Reproduce the passage of the healthcare marketing article starting at "The future demands that" and ending at "is entirely different.", copying it exactly.

**Quoted passage**
□ □ □ □
Healthcare Marketing: The Future Demands Marketing Become More Personal

 The future demands that marketing become more personal with a stronger emphasis on customer relations.

For years marketing has been about pushing, promoting products and services and brands. It’s been about marketers controlling the conversation and the media to communicate its desired message.  But that has changed.  Changed dramatically.  As we enter a new decade, the emphasis of marketing is entirely different. 

Now marketing is about being personal.  It’s more one-on-one marketing.   And it’s about managing customer relationships.  Consumers now have a much greater role in controlling the marketplace.  Consumers determine what messages they receive, when they receive them and how they receive them.  It’s no longer about flooding the airwaves with the message marketers want the consumers to hear and see.  It’s now more about relationships and interaction.  It’s about making connections, nurturing and growing those relationships to build long-term loyalty.

Fundamentally, marketing is about building brands and establishing brand value.  In the not too distant past, branding took a back seat to promotion and price.  That was shortsighted and diminished some brands to nothing more than the latest promotion and price comparison.  Fortunately, we have learned our lessons and now know that branding, brand perception and brand relationships are extremely important. 

This is certainly true with healthcare and hospital marketing.  In the past, healthcare marketers could just advertise or promote a new product or service and expect the local constituents to be loyal.  But like most other industries, in healthcare there is increased competition, new pressures to grow market share while consumers want more control and expect a higher level of attention and customer service.

Healthcare marketers can no longer take customers for granted.   Strong customer relations, customer-focused relationships, and meaningful interactions are now vitally important.  To build a healthy brand, marketers must have keen consumer insights, effectively interact with consumers and be consistently accountable.  The new decade presents new challenges, a new way of doing marketing.  But with those challenges come great opportunities.  There will be great rewards to those who understand the new marketplace and who reshape their brand to meaningfully and personally interact with consumers in new and expanding venues.
□ □ □ □
**Information**
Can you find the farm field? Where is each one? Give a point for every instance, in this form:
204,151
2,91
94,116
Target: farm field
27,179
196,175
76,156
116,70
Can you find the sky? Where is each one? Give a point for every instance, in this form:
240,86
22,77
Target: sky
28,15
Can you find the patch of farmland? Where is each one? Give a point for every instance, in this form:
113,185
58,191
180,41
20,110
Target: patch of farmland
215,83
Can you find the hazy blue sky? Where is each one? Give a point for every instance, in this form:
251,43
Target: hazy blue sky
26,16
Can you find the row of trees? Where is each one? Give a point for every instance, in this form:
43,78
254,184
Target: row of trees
□ □ □ □
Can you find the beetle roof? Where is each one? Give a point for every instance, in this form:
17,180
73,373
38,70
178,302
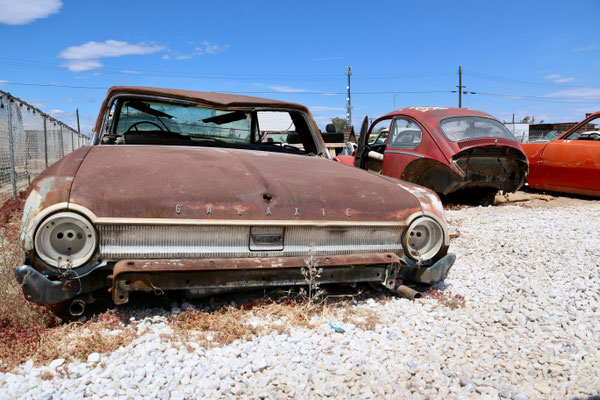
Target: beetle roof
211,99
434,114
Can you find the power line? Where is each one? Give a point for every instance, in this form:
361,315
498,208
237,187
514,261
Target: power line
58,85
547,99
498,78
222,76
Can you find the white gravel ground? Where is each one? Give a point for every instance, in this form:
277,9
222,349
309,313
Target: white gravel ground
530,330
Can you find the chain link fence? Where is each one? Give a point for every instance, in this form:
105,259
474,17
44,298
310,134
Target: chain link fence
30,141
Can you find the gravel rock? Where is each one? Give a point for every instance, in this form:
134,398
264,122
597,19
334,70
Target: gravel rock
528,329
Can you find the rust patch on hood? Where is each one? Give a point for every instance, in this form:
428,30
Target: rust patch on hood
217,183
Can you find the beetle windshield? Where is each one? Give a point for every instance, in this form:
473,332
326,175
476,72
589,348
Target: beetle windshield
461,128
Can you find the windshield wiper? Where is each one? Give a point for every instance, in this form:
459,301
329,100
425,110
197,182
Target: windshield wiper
□ □ □ □
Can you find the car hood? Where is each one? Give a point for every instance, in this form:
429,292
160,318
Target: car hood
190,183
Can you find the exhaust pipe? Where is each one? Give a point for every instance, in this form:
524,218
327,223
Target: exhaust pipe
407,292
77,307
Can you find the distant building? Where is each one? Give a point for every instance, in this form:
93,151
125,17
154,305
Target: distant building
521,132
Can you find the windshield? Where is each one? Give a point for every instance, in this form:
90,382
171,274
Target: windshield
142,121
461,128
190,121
□ □ □ □
**Completed task**
The future demands that marketing become more personal with a stronger emphasis on customer relations.

For years marketing has been about pushing, promoting products and services and brands. It’s been about marketers controlling the conversation and the media to communicate its desired message.  But that has changed.  Changed dramatically.  As we enter a new decade, the emphasis of marketing is entirely different.